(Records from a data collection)
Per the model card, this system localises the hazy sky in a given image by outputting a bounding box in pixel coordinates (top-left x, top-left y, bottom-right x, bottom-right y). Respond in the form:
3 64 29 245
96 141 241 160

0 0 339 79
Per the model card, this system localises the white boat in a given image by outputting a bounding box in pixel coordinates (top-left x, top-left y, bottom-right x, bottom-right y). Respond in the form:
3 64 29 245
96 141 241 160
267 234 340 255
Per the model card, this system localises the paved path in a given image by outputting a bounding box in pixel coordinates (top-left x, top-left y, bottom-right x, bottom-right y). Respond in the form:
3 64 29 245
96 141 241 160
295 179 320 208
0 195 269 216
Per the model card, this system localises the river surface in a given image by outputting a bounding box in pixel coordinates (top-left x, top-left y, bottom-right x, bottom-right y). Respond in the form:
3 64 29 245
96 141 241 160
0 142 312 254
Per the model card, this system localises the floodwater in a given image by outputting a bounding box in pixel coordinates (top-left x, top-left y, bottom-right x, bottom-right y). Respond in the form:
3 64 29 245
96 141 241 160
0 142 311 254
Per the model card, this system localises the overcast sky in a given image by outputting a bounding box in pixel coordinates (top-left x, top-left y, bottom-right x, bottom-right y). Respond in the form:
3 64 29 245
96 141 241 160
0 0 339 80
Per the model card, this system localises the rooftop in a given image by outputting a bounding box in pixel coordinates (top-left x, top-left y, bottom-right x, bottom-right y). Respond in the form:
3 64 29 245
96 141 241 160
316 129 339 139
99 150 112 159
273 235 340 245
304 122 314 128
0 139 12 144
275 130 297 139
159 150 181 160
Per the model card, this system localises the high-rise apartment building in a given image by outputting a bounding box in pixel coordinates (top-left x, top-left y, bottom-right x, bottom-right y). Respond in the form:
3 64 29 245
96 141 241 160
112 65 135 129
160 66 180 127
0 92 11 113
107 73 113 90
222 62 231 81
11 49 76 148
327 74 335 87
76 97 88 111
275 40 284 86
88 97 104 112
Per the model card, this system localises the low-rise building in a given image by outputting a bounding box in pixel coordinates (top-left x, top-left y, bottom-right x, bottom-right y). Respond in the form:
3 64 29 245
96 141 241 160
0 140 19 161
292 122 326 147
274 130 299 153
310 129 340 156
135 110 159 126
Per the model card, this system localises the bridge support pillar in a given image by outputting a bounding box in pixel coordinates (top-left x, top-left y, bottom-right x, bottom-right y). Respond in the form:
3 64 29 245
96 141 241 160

◆ **What the task requires**
Every entry above should be transcribed exactly as it appears.

◆ **Answer**
Per the model card, this system localises the hazy sky in a given image by outputting a bounding box in pixel coordinates (top-left x, top-left y, bottom-right x, bottom-right y). Respond in the form:
3 64 29 245
96 141 241 160

0 0 339 79
Per the model card, this system localises the white boat in a given image by outputting a bounding box in pixel coordinates (top-left x, top-left y, bottom-right x, bottom-right y). Respond in the form:
3 64 29 245
96 141 241 160
267 234 340 255
Per the model card, this system localises the paved path in a given image by outputting a bounding box in pixel coordinates (top-left x, top-left y, bottom-right x, bottom-right y). Respond in the form:
3 64 29 245
96 141 241 160
295 179 320 208
0 195 269 216
Per the model card, this system localises the river surface in a given image by outputting a bounding box in pixel coordinates (top-left x, top-left y, bottom-right x, bottom-right y). Respond in the form:
3 64 29 245
96 141 241 160
0 142 312 254
Per the model card, this system localises the floodwater in a given image by outputting a bounding box in pixel coordinates (top-left x, top-left y, bottom-right x, bottom-right y). Respond in the form:
3 64 29 245
96 141 241 160
0 142 311 254
Per the model card, this system localises the overcast sky in a given image by outputting a bounding box in pixel coordinates (top-left x, top-left y, bottom-right x, bottom-right y). Respond in the form:
3 64 29 245
96 141 241 160
0 0 339 80
Per the model card, this system localises the rooftop in a given image by outputting a bounding box in pixel coordinates (top-left x, top-left y, bottom-right x, bottom-right y). Respond in the form:
3 64 29 245
96 141 241 160
316 129 339 139
99 150 112 159
273 235 340 245
304 122 314 128
0 139 12 144
275 130 297 139
159 150 181 160
Per the model card, this system localises the high-rise apartment building in a given image by outputting a bounding box in pixel coordinates (top-left x, top-left y, bottom-right x, bottom-right y). Respond in the form:
3 64 29 245
96 141 241 160
112 65 135 129
160 66 180 127
0 92 11 113
107 73 113 90
222 62 231 81
11 49 76 148
327 74 335 87
76 97 88 111
275 40 284 86
88 97 104 112
Per the model card, this system localises the low-rise building in a given image by outputting a bounding box in pixel coordinates (top-left x, top-left y, bottom-right x, bottom-right y). Respond in the form:
3 64 29 245
96 141 241 160
0 140 19 161
292 122 326 147
274 130 299 153
310 129 340 156
135 110 159 126
Per the model card, this system localises the bridge support pillar in a given image by outputting a bounding box in pixel coordinates (top-left x, top-left y, bottom-right x, bottom-right y). Respond in the form:
3 64 29 245
96 141 241 160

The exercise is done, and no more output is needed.